**SUPPLIED PASSAGE**
---

Fortunately, I'm not middle aged, and I likely have more years ahead of me than behind me. I have learned more about myself in the past year than I have at any other point in my life. One of those things that I'm starting to learn is to embrace that inner selfish prickishness. If I deny it exists, then I can't surrender it and be changed.

Monday, February 18, 2008

Sunset in the Flint Hills



I've been away for a long time, over 2 years. I stopped blogging for several reasons, but mostly because I was spending too much time online and I needed to cut back. Much has changed since then, and I think perhaps it's time for me to start writing again.

The changes in my life are big; I'm now divorced, I have moved half way across the country (the picture above is from the Flint Hills in Kansas-just a few hours away from my new home in Kansas City), and I have changed careers. Other things have stayed the same; I still am a political junkie, I still am fascinated by the ways politics interacts with theology, and I still love music.

---

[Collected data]

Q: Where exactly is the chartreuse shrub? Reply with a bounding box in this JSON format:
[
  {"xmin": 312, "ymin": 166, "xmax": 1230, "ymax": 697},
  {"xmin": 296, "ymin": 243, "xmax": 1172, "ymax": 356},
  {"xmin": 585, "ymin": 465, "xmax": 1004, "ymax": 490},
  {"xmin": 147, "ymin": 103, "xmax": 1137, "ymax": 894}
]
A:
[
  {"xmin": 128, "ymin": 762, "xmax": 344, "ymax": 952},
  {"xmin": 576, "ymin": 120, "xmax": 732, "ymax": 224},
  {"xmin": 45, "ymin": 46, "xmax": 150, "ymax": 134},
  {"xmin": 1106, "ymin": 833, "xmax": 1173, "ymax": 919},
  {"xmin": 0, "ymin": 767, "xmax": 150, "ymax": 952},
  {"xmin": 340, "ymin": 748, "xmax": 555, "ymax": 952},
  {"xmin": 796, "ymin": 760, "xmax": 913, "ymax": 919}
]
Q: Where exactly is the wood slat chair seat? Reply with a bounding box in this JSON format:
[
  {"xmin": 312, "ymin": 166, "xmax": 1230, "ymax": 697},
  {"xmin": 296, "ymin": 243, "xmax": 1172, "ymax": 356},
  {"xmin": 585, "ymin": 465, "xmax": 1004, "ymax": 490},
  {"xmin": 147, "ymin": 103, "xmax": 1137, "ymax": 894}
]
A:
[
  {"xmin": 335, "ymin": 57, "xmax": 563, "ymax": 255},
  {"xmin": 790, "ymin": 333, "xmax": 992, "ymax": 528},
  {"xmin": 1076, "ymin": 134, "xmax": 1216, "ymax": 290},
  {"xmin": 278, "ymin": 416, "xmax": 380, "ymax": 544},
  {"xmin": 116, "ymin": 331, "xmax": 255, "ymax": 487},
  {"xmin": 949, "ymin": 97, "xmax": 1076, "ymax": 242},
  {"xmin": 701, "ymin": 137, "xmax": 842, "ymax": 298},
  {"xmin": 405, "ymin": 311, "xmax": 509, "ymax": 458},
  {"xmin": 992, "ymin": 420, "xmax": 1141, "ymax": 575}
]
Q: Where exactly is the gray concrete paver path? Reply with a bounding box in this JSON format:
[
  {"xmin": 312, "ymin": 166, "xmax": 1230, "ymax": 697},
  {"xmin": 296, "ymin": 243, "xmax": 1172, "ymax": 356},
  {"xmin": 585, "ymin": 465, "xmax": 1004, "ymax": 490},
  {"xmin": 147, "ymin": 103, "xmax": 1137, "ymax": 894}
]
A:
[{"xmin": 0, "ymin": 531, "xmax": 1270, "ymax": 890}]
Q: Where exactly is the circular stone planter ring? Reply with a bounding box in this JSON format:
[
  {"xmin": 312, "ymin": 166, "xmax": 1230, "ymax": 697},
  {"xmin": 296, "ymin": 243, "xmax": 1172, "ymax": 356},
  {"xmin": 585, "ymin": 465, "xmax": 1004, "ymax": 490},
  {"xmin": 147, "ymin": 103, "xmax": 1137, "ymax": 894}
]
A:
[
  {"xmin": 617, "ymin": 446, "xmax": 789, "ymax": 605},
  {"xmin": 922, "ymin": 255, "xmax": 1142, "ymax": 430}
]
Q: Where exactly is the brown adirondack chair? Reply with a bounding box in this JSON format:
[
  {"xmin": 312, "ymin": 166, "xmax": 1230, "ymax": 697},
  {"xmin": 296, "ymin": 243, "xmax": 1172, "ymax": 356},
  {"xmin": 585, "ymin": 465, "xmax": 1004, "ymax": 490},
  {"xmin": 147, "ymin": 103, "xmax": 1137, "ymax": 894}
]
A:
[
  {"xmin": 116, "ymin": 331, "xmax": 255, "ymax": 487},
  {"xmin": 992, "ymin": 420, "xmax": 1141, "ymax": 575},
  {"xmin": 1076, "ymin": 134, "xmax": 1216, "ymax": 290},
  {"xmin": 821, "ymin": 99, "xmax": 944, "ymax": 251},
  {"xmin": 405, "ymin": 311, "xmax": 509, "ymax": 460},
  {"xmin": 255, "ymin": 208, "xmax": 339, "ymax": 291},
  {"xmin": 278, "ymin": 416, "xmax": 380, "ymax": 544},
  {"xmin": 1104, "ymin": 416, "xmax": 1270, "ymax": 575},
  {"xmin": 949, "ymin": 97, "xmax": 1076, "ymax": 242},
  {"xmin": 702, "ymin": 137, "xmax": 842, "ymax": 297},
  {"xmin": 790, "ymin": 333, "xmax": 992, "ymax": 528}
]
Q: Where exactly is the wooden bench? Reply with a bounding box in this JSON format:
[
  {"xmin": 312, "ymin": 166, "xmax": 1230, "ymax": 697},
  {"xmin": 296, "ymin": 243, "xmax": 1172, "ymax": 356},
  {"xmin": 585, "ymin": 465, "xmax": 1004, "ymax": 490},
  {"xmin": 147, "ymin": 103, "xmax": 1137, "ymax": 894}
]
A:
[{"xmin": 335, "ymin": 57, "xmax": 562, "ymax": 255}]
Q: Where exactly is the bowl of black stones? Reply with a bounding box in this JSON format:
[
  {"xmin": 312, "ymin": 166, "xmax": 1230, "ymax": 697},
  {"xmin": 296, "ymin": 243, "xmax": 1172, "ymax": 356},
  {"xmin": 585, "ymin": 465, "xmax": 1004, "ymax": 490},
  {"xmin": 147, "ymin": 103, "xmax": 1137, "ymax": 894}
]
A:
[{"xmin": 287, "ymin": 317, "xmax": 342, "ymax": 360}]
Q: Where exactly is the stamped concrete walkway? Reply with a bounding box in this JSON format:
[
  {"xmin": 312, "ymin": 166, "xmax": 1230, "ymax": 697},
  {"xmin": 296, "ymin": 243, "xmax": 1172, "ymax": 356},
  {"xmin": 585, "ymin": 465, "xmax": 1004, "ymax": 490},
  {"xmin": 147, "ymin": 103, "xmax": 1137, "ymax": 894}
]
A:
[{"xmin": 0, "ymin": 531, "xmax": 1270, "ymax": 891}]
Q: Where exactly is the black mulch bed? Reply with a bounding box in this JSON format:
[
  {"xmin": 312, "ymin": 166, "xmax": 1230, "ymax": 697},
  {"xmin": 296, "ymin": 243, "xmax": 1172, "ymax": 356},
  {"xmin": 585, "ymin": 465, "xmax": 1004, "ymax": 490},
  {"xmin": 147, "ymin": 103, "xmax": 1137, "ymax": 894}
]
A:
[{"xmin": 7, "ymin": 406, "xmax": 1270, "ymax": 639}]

---

**EXERCISE INSTRUCTIONS**
Please state how long the writer of the blog post had been away from blogging.

**EXERCISE SOLUTION**
Over 2 years.